=== Rows ===
= = = = = = =

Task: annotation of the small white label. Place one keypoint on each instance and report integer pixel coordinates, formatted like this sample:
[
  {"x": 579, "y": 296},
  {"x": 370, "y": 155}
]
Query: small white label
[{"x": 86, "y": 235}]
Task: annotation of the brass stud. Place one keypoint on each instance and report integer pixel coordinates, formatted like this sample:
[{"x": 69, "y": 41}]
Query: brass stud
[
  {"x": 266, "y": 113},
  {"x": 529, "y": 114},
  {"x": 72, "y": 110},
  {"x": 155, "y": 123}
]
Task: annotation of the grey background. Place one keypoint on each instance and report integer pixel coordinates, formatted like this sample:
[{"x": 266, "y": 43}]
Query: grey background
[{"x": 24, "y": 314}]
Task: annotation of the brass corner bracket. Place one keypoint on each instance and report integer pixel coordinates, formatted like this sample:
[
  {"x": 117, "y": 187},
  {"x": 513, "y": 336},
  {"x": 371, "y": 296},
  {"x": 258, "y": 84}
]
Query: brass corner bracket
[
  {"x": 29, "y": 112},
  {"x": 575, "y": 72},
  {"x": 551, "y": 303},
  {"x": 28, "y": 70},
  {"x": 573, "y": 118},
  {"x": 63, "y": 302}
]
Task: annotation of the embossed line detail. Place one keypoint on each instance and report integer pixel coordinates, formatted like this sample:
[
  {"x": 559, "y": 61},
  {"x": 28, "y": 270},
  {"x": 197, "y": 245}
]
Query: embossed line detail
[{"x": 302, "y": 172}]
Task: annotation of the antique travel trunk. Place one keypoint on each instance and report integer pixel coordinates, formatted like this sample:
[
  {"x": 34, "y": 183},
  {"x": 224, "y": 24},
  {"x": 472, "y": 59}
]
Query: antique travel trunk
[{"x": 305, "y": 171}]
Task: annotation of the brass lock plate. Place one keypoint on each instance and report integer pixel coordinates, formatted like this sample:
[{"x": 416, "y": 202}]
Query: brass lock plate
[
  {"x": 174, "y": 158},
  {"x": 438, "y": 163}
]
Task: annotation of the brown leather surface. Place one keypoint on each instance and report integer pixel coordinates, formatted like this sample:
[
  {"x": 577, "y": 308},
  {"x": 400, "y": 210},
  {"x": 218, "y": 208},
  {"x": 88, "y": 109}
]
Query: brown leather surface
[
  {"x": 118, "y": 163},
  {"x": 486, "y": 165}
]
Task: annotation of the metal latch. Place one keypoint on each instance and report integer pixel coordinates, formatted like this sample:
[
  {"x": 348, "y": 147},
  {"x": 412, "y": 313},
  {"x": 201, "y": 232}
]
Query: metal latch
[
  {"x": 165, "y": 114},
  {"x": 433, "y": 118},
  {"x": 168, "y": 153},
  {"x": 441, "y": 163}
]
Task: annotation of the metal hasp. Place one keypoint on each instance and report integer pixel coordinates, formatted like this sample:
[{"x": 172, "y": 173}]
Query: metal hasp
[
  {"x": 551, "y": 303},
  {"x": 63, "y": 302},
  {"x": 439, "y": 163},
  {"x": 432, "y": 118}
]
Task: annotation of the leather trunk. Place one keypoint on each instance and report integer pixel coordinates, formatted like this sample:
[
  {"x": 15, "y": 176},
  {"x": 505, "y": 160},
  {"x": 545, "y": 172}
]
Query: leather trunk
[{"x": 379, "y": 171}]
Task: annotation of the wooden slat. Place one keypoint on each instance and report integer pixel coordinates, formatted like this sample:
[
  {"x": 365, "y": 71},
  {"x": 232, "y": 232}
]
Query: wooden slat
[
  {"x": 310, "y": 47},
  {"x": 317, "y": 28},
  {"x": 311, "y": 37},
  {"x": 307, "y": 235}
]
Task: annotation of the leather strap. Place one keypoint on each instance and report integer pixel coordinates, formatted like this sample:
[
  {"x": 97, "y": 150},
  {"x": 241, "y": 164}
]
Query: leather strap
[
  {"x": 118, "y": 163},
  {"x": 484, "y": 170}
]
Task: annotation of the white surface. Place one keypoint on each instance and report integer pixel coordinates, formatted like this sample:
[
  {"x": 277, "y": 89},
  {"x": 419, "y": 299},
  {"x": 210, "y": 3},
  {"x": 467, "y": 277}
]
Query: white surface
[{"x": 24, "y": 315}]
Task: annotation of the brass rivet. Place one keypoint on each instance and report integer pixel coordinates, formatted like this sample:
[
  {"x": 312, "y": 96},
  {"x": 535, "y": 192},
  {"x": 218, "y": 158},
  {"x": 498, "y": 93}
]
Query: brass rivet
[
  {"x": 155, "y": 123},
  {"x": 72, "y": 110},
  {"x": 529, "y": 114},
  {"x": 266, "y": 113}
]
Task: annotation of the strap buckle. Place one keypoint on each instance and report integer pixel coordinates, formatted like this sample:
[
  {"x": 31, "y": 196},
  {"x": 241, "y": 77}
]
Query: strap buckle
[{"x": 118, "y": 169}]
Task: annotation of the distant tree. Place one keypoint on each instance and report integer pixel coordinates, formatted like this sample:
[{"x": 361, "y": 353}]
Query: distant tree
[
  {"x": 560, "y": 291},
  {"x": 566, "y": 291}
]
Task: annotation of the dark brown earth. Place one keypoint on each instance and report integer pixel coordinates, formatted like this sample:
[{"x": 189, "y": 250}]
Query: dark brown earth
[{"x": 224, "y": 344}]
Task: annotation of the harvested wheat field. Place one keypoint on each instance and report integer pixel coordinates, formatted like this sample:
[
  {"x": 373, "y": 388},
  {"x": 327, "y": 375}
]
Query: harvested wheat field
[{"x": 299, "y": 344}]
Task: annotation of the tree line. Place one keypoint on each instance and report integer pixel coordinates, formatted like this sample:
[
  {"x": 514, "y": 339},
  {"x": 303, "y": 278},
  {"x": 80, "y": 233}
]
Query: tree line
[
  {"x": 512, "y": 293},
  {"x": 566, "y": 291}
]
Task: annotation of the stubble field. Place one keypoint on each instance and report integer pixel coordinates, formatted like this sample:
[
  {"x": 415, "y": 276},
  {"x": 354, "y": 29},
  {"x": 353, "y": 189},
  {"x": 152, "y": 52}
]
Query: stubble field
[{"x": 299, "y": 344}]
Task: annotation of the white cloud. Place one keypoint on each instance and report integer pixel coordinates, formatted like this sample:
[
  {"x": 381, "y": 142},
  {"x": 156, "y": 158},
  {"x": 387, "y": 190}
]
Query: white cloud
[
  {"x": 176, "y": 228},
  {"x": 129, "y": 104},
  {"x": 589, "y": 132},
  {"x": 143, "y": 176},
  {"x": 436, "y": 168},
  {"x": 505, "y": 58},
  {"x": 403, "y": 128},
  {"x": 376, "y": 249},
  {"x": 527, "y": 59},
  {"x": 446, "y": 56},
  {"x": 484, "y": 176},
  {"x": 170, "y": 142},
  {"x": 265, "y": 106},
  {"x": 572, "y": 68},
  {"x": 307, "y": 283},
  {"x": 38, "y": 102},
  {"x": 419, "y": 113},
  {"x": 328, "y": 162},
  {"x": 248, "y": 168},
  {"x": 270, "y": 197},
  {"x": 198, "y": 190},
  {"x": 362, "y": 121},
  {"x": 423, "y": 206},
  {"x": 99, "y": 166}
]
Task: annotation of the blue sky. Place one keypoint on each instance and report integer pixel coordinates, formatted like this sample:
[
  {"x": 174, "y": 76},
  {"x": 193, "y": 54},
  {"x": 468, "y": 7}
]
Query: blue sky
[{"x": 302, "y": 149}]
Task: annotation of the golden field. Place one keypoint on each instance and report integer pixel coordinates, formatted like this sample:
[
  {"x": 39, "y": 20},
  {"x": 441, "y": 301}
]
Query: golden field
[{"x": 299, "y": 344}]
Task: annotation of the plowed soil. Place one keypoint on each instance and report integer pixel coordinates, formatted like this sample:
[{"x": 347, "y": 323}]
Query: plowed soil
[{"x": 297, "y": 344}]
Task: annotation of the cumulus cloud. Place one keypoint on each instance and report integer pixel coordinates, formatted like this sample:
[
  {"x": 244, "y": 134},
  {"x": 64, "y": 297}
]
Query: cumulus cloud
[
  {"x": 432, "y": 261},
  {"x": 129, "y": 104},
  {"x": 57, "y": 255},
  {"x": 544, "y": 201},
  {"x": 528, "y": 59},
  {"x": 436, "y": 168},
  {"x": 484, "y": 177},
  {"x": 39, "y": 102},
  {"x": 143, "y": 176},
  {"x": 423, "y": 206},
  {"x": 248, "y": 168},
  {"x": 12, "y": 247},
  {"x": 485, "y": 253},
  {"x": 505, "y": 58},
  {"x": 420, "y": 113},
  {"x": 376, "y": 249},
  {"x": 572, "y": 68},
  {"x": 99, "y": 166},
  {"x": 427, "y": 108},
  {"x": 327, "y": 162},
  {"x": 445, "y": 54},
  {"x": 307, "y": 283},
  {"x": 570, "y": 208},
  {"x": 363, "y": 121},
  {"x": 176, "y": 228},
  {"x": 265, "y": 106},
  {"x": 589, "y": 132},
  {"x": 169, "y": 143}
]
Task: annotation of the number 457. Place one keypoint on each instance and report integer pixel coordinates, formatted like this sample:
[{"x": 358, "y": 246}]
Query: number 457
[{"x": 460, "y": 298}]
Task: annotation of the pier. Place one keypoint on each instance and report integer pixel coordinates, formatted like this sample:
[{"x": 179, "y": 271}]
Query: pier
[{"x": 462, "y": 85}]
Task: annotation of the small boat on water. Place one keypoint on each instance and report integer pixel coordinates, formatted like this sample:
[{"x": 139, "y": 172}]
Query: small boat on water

= = = = = = =

=== Task to carry out ===
Copy out the lines from the one containing "Task: annotation of the pier." through the end of the material, inclusive, with "pier" changed to "dock" and nothing else altered.

=== Reply ===
Task: annotation of the dock. Place one keypoint on each instance and report integer pixel coordinates, formatted like this sample:
[{"x": 179, "y": 271}]
Query: dock
[{"x": 462, "y": 85}]
Task: annotation of the small boat on water. Place one keypoint on each instance and report integer pixel coordinates, formatted like this sample:
[{"x": 139, "y": 172}]
Query: small boat on water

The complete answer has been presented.